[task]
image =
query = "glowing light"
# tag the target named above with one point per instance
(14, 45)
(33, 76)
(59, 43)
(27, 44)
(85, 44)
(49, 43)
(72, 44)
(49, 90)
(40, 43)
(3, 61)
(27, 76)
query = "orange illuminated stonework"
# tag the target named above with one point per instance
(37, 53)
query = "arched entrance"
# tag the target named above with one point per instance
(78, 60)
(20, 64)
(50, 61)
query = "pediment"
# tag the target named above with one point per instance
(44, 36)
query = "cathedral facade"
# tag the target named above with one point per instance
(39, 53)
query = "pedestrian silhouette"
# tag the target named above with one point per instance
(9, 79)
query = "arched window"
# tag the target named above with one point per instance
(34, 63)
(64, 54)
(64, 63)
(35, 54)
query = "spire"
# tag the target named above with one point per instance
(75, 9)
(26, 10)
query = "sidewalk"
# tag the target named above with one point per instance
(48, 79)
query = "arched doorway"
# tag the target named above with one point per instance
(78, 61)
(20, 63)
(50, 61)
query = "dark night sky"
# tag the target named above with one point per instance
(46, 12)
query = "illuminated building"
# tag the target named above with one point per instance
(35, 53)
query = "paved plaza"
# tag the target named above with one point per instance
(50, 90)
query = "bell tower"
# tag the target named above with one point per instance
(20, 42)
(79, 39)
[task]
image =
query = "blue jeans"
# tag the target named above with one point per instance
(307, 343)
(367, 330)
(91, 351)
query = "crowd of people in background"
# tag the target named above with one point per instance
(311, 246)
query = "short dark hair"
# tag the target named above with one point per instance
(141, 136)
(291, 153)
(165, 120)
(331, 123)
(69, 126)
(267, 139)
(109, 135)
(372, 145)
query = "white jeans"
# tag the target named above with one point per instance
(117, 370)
--
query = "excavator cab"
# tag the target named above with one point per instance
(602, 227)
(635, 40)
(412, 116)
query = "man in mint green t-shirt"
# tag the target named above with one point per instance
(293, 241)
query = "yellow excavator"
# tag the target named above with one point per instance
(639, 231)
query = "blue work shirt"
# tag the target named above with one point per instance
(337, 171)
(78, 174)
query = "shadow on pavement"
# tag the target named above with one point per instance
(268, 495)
--
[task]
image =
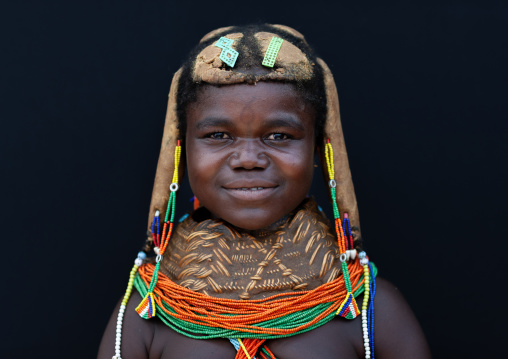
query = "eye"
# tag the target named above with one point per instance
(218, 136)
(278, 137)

## EXERCISE DIRECTIONS
Given the entries above, say how many lines include the word "arched", and write nothing besides the number.

## REPLY TO THE EXERCISE
3